SELECTED PASSAGE -
========================================
How many years and more research is needed before a stroke protocol is put together on the levels of exercise needed to assist neuroplasticity and stroke recovery? This won't occur with our fucking lack of stroke leadership. Writeups like this are totally worthless without making translational protocols on how this can be used by survivors.
http://stroke.ahajournals.org/content/47/Suppl_1/ATP143.short

Abstract TP143: Effects of Aerobic Exercise Intensity on Novel Blood Biomarkers of Neuroplasticity After Stroke

1. Dustyn Whitesel1;
2. Pierce Boyne1;
3. Daniel Carl1;
4. Jennifer Westover1;
5. Colleen Meyrose1;
6. Johnny Wilkerson1;
7. Jane C Khoury2;
8. Myron Gerson3;
9. Kim Seroogy4;
10. Kristal Hatter5;
11. Darcy Reisman6;
12. Brett Kissela4;
13. Kari Dunning1

+ Author Affiliations

1. ¹Dept of Rehabilitation Sciences, Univ of Cincinnati, Cincinnati, OH
2. ²Div of Biostatistics and Epidemiology, Cincinnati Children's Hosp Med Cntr, Cincinnati, OH
3. ³Depts of Internal Medicine and Cardiology, Univ of Cincinnati, Cincinnati, OH
4. ⁴Dept of Neurology and Rehabilitation Medicine, Univ of Cincinnati, Cincinnati, OH
5. ⁵Clinical Translational Rsch Cntr, Cincinnati Children's Hosp Med Cntr, Cincinnati, OH
6. ⁶Dept of Physical Therapy, Univ of Delaware, Newark, DE

Abstract

Introduction: Aerobic exercise (AEX) may facilitate neurologic stroke recovery. Among healthy adults, intense AEX is known to upregulate brain-derived neurotrophic factor (BDNF), a critical facilitator of neuroplasticity, motor learning and cognition. Increased blood lactate during AEX appears to be a key mechanism underlying this effect. Intense AEX also increases blood ionized calcium (Ca++). In animal studies, some of this increased Ca++ has been shown to be transported to the brain and enhance synthesis of monoamine neurotransmitters (e.g. dopamine) that are associated with neuroplasticity and motor learning. Thus, increased blood lactate and Ca++ during AEX represent potentially important biomarkers of central neurologic benefits, but neither has been previously studied in persons with stroke.
========================================
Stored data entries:
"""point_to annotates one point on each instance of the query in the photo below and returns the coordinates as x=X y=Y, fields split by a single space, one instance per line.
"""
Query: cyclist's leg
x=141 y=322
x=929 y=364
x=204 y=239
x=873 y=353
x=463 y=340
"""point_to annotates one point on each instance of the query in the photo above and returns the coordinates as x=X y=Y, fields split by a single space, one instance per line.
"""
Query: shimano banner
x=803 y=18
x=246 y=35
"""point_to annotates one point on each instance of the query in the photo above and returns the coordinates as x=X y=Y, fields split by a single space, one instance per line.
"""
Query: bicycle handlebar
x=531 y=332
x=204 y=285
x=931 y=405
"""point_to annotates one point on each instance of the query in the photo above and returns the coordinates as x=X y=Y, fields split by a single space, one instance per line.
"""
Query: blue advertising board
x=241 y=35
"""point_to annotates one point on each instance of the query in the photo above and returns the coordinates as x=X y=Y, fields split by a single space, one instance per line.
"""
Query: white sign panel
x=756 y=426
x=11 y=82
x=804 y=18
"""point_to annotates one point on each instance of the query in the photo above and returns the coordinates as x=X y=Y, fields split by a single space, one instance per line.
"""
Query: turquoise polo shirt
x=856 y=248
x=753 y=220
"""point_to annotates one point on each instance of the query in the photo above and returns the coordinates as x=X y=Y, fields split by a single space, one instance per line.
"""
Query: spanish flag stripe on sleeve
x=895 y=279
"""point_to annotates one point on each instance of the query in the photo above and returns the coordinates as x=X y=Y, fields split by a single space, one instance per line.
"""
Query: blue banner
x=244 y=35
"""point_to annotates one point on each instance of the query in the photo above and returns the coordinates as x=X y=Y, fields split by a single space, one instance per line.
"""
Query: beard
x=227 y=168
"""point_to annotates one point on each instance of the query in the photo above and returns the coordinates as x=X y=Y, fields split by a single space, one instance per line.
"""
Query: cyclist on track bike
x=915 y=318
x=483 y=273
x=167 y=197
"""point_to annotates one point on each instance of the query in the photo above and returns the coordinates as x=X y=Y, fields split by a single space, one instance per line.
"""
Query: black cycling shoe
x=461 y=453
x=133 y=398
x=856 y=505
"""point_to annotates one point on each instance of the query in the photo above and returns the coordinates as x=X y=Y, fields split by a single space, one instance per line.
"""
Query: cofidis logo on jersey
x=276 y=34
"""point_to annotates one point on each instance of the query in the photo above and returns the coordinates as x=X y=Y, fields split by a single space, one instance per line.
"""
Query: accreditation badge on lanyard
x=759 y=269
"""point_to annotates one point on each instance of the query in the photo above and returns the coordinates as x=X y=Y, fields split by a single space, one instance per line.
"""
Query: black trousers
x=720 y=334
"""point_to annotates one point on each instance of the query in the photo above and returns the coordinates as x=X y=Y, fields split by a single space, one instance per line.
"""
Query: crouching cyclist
========================================
PROBLEM SET -
(a) From the post on exercise and stroke recovery, return everything from "Introduction: Aerobic exercise" down to "persons with stroke.".
(b) Rewrite the paragraph of the post on exercise and stroke recovery that begins "Introduction: Aerobic exercise (AEX)" as a short bulleted list that keeps its main facts.

TASK RESPONSES -
(a)
Introduction: Aerobic exercise (AEX) may facilitate neurologic stroke recovery. Among healthy adults, intense AEX is known to upregulate brain-derived neurotrophic factor (BDNF), a critical facilitator of neuroplasticity, motor learning and cognition. Increased blood lactate during AEX appears to be a key mechanism underlying this effect. Intense AEX also increases blood ionized calcium (Ca++). In animal studies, some of this increased Ca++ has been shown to be transported to the brain and enhance synthesis of monoamine neurotransmitters (e.g. dopamine) that are associated with neuroplasticity and motor learning. Thus, increased blood lactate and Ca++ during AEX represent potentially important biomarkers of central neurologic benefits, but neither has been previously studied in persons with stroke.

(b)
- Aerobic exercise (AEX) may help neurologic recovery after stroke.
- In healthy adults, intense AEX raises brain-derived neurotrophic factor (BDNF), which is critical to neuroplasticity, motor learning and cognition.
- Higher blood lactate during AEX appears to be a key mechanism behind this effect.
- Intense AEX also raises blood ionized calcium (Ca++).
- Animal studies show some of this Ca++ reaches the brain and boosts synthesis of monoamine neurotransmitters such as dopamine, which are linked to neuroplasticity and motor learning.
- Blood lactate and Ca++ during AEX are therefore potentially important biomarkers of central neurologic benefit, but neither has been studied in people with stroke.